##### Document passage #####
The computer time spent for building the final CMD is only that needed to go through a finite number of models, simply equal to the number of combinations of Z(t) relations, IMF slopes, reddenings, and distance moduli times the number of age bins in the solution.

Age Bins: Disentangling a stellar population showing both very recent (Myr) and very old (Gyr) episodes of star formation is not straightforward. Only low mass stars survive from ancient episodes because their evolutionary timescales are very long: small CMD displacements, for example due to photometric errors, can bias their age estimates up to some Gyr. In this case, increasing the time resolution, besides being time-consuming, may produce unrealistic star formation rates due to misinterpretations. Hence, the choice of temporal resolution must follow both the time scale of the underlying stellar populations and the data scatter (photometric errors, incompleteness, etc.). A practical way out is to use a coarser temporal resolution for the older epochs, which: 1) allows us to avoid SFH artifacts at early epochs; 2) reduces the Poisson noise; 3) reduces the parameter space. Figure 5 shows a possible time stepping (see [27]). Finally, it's worth noting that the choice of each set of age bins will prevent to identify any SF episode shorter than the bin duration: for instance, the 1 Gyr lull (between 2 and 3 Gyr ago) in the star formation history, as simulated in the top-right panel of Figure 1, will result in a lower (half) activity in the 7th age bin (1-3 Gyr).

Figure 5

Figure 5. Partial theoretical CMDs. Each one is generated with a constant star formation rate, for the age interval pointed out in the label. The bright part of the main sequence is dominated by high mass stars so the CMD time step has to be shorter.
##### Data shown #####
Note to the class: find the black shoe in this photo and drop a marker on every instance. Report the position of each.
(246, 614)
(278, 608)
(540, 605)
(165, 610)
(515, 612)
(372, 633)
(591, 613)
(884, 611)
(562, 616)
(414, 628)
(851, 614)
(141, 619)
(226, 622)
#####
§ **Work required**
In the passage on age bins, why must the CMD time step be shorter for the bright part of the main sequence?

§ **Response**
Because that part is dominated by high mass stars.